--- Extract provided Enclosed Below ---
Municipal sewage generated from daily urban life contains soluble organic matter, nitrogen and phosphorus pollutants, as well as a large number of colloidal particles, fine suspended solids and sediment impurities. These particles feature extremely small particle sizes and high dispersibility, which cannot be removed by natural sedimentation. They are the primary causes of sewage turbidity, excessive chemical oxygen demand (COD) and deteriorated water appearance. As a core unit of the physicochemical treatment of municipal sewage, the flocculation process is based on the classic chemical colloid stability theory. It serves as a key procedure to realize solid-liquid separation and water purification, and is widely applied in the secondary and tertiary treatment processes of urban sewage treatment plants.
From the perspective of chemical engineering principles, colloidal particles in sewage generally carry the same negative charge. Subjected to the electrostatic repulsion effect, the particles repel each other and fail to aggregate, thus stably dispersing in water and forming a steady colloidal dispersion system. The core principle of flocculation treatment is to break the stable state of colloids by dosing special flocculants. Through three major mechanisms including charge neutralization, adsorption bridging and sweep flocculation, tiny particles are aggregated into large flocs, which can be rapidly separated via sedimentation and filtration.
Flocculants commonly used in municipal sewage treatment are divided into two categories: inorganic flocculants and organic polymer flocculants, which are adapted to different water quality working conditions. Represented by polyaluminum chloride (PAC) and polymeric ferric sulfate (PFS), inorganic flocculants are polynuclear hydroxy complexes. After dissolving in water, they hydrolyze to produce a large number of positively charged hydroxyl metal ions. These ions can rapidly neutralize negatively charged colloidal particles in sewage, eliminate electrostatic repulsion, and achieve particle destabilization and collision aggregation. They are applicable to the preliminary turbidity removal, heavy metal ion removal and partial colloidal organic matter removal of sewage.
Domestically produced organic polymer flocculants in China are mainly polyacrylamide (PAM), which is an indispensable auxiliary agent in municipal sewage treatment. Its molecular chain is equipped with a large number of active amide groups, endowing it with excellent adsorption bridging performance. After dosing, the long molecular chains can adsorb multiple destabilized micro flocs simultaneously, connecting and overlapping dispersed particles like bridges to form dense, coarse and well-settling alum flocs. Meanwhile, polymer flocs produce a sweep flocculation effect during sedimentation, entrapping residual fine impurities and suspended particles in water to settle down synchronously, which greatly improves water purification efficiency. In practical engineering, the combined process of inorganic and organic flocculants is usually adopted to achieve low-cost and high-efficiency water purification.
--- End of Enclosed Extract provided ---
Work required –
Answer these questions using the text on flocculation in municipal sewage treatment:
1. What charge do colloidal particles in sewage generally carry?
2. Which two inorganic flocculants are given as representative examples?
3. What groups on the molecular chain of polyacrylamide give it its adsorption bridging performance?
--- Data excerpts Enclosed Below ---
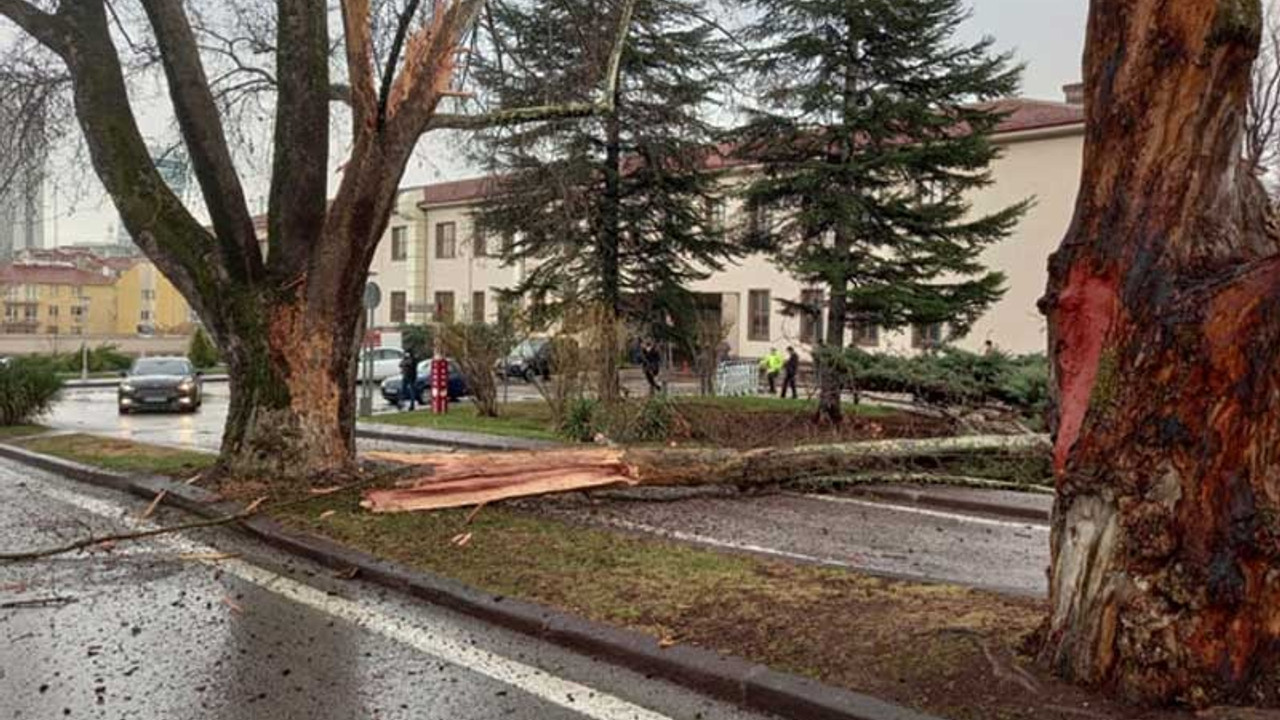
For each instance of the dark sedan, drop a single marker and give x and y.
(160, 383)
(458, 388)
--- End of Enclosed Data excerpts ---
--- Data excerpts Enclosed Below ---
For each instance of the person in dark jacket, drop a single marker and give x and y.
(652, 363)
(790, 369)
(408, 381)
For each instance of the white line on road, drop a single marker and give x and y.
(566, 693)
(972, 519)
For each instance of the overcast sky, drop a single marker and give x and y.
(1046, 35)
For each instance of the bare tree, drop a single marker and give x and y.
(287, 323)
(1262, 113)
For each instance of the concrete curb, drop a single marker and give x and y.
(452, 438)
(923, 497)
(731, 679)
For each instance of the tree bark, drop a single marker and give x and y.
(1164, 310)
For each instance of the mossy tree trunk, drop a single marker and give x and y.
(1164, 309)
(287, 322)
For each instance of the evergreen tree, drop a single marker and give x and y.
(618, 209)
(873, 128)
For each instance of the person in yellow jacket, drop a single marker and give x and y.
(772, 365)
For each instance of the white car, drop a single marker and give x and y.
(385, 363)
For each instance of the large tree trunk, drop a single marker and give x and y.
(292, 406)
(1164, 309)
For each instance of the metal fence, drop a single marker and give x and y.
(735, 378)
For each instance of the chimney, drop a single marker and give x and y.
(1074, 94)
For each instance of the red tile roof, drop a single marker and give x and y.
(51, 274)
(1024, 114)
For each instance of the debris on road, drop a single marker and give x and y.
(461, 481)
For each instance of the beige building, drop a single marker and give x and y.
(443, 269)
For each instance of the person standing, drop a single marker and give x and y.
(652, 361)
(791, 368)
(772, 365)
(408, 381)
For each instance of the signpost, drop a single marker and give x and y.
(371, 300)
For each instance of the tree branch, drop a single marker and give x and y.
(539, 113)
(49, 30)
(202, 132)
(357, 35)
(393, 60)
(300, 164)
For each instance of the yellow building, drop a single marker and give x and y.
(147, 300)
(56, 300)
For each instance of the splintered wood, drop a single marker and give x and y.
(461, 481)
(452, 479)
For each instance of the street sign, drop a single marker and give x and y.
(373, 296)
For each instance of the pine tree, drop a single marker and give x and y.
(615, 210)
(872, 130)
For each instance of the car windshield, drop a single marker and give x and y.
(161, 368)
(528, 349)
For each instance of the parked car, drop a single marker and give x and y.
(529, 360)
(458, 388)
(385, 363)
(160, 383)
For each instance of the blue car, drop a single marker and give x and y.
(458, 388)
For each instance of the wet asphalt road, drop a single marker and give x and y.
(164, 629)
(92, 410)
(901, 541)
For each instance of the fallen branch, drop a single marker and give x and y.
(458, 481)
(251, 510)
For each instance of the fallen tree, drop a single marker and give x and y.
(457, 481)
--- End of Enclosed Data excerpts ---
Answer to this exercise –
1. The same negative charge.
2. Polyaluminum chloride (PAC) and polymeric ferric sulfate (PFS).
3. Active amide groups.